Problem details ▸
In how many lines of the listing does the word "football" appear? Reply with the number only.

Input for this task ▸

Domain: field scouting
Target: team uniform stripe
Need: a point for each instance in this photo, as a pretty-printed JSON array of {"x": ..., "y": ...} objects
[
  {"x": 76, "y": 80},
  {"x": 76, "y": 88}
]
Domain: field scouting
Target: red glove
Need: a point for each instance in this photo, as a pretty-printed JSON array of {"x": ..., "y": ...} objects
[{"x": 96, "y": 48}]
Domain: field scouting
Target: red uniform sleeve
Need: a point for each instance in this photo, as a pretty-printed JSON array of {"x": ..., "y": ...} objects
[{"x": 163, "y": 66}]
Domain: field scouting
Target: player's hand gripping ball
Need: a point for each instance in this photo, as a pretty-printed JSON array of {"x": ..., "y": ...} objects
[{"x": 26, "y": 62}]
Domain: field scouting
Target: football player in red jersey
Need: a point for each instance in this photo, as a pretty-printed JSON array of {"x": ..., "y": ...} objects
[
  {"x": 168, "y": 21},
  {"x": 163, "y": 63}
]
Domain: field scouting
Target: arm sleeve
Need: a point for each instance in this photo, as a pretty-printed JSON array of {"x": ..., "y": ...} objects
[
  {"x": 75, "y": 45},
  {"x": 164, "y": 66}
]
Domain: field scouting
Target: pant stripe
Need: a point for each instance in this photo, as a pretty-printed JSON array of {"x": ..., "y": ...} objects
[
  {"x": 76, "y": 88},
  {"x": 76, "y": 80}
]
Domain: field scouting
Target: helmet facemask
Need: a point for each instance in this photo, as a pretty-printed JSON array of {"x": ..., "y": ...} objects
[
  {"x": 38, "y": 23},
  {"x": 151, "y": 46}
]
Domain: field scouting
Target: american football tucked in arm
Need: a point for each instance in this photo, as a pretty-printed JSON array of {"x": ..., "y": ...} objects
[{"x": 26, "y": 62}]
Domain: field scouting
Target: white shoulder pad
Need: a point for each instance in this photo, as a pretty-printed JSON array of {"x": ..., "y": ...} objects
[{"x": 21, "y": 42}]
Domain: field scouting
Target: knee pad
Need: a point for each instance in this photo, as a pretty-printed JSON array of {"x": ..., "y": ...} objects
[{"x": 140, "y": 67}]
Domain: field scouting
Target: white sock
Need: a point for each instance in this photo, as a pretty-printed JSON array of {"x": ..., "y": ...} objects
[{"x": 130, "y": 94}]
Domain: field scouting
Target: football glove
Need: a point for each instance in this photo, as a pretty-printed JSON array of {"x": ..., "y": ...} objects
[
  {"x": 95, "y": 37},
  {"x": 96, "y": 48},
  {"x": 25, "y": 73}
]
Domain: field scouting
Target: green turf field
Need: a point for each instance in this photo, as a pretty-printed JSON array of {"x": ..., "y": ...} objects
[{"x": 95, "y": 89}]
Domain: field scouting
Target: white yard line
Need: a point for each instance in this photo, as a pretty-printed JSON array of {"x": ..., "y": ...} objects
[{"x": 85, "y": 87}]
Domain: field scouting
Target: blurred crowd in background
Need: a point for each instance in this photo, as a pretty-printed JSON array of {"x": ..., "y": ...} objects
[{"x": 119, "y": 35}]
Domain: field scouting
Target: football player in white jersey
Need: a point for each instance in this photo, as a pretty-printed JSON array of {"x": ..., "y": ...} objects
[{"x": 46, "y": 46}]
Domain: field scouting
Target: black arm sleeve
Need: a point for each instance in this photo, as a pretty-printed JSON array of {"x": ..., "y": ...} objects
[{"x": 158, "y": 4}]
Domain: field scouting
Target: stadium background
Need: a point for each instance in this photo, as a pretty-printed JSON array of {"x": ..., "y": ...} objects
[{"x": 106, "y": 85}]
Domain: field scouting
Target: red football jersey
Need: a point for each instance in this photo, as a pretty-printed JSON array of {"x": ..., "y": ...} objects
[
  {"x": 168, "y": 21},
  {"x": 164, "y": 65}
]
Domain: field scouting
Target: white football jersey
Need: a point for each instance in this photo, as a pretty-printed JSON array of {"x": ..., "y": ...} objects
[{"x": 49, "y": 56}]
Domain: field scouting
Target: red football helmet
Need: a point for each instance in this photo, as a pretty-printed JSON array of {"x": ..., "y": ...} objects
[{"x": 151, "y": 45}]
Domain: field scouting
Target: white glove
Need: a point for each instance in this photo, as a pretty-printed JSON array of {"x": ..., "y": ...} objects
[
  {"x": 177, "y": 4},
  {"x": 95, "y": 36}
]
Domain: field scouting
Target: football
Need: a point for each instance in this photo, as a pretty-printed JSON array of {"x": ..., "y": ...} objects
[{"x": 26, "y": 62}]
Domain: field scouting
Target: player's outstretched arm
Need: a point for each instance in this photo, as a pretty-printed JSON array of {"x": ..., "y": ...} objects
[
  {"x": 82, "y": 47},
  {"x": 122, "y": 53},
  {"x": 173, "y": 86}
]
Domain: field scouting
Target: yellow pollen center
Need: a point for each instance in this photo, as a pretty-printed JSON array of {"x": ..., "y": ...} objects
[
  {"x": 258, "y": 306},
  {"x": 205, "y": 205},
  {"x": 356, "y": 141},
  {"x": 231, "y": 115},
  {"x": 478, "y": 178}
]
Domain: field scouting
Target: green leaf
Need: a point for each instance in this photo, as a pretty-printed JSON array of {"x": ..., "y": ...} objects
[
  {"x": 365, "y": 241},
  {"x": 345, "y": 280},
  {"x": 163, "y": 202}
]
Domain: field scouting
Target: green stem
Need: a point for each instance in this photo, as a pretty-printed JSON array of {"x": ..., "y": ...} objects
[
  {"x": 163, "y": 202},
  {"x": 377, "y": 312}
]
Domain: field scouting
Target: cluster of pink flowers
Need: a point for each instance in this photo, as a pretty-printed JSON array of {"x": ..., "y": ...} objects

Answer box ▸
8